Objective: Reproduce every line of the records below, word for word and in the same order.

Provided material:
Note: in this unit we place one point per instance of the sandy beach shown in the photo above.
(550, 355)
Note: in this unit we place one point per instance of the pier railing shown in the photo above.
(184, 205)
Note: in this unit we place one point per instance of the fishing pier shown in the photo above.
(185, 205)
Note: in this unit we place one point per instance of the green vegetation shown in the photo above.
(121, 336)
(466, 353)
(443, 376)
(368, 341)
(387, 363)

Worked answer:
Note: in this unit we place one point per instance of the sandy beach shown in the photo above.
(550, 355)
Note: in this unit we place one point per instance of the pier railing shown in the photo above.
(184, 205)
Note: in this unit we place one point per instance of the fishing pier shown in the photo above.
(185, 205)
Note: in this unit we place one point per instance of the green vegetation shown in the photo above.
(121, 336)
(466, 353)
(443, 376)
(368, 341)
(387, 363)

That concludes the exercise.